Hinge Loss Gradient Computation

March 24, 2017 • Busa Victor

When I started attending CS231n class from Stanford as a self-taught person, I was a little annoyed that they were no more explanations on how one is supposed to compute the gradient of the hinge loss. Actually, in the lecture we can see the formula of the gradient of the SVM loss. Although the formula seems understandable, I still thinks we might need to get our hands dirty by doing the math.

Loss Function

In this part, I will quickly define the problem according to the data of the first assignment of CS231n. Let’s define our Loss function by:

\[L_i = \sum\limits_{j \neq y_i}[\ max(0, x_iw_j - x_iw_{y_i} + \Delta)\ ]\]

Where:

$w_j$ are the column vectors. So for example $w_j^{\intercal} = [w_{j1},\ w_{j2},\ \ldots, w_{jD}]$
$X \in \mathbb{R}^{N \times D} $ where each $x_{i}$ are a single example we want to classify. $x_{i} = [x_{i1},\ x_{i2},\ \ldots,\ x_{iD}]$
hence $i$ iterates over all N examples
$j$ iterates over all C classes.

• [DATA BLOCK]
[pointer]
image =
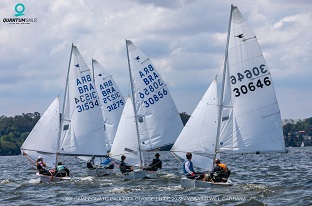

• [TASKS]
**1.** From the hinge loss page, list each symbol that the lines following "Where:" explain.
**2.** Reproduce the hinge loss page word for word, starting with "Hinge Loss Gradient" and going on through "doing the math.".

• [WORKED ANSWERS]
**1.** w_j, X, x_i, i, j

**2.**
Hinge Loss Gradient Computation

March 24, 2017 • Busa Victor

When I started attending CS231n class from Stanford as a self-taught person, I was a little annoyed that they were no more explanations on how one is supposed to compute the gradient of the hinge loss. Actually, in the lecture we can see the formula of the gradient of the SVM loss. Although the formula seems understandable, I still thinks we might need to get our hands dirty by doing the math.